About this exercise
A word-for-word copy of the lines from the one holding "of the valley." through the final line of the records below is the only output asked for.

------------------------------------------------

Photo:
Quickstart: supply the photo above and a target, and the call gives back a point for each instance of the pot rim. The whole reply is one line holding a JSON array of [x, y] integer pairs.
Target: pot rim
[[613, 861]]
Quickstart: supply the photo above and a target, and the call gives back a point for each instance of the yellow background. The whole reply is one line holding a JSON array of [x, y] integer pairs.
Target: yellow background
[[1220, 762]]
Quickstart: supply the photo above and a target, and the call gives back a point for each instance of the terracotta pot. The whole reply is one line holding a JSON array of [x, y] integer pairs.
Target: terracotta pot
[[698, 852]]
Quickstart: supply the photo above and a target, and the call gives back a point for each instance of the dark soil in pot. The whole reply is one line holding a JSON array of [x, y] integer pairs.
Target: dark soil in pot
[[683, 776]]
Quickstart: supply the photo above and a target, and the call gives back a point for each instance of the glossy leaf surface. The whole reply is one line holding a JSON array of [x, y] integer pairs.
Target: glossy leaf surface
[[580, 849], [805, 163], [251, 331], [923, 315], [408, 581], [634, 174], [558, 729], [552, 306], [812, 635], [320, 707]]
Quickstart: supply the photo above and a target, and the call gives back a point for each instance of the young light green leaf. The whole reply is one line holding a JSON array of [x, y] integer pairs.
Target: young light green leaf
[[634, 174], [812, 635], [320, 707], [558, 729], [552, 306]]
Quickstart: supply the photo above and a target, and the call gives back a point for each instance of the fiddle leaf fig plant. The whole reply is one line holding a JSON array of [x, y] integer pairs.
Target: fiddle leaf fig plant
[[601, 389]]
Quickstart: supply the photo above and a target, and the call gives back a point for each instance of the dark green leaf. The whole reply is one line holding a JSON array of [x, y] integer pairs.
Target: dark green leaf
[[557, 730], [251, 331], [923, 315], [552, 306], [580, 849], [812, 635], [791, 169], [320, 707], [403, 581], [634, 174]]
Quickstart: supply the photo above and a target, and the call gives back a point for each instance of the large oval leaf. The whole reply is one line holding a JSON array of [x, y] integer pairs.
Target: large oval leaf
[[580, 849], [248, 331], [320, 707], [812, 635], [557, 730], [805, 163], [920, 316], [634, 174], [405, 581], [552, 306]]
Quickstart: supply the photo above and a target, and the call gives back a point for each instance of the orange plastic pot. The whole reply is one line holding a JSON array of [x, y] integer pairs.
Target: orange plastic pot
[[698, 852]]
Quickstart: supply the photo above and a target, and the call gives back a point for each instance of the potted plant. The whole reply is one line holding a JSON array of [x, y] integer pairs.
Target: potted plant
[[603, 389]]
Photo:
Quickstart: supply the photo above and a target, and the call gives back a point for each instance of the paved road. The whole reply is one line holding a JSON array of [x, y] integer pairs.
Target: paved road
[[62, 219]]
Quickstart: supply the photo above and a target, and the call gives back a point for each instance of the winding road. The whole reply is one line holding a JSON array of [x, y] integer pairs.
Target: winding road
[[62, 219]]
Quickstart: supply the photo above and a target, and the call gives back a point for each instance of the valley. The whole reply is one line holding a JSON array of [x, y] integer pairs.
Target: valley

------------------------------------------------

Answer section
Quickstart: supply the photo above and a target, and the call gives back a point for each instance of the valley. The whole reply is one line holding a JSON array of [x, y] integer pairs.
Target: valley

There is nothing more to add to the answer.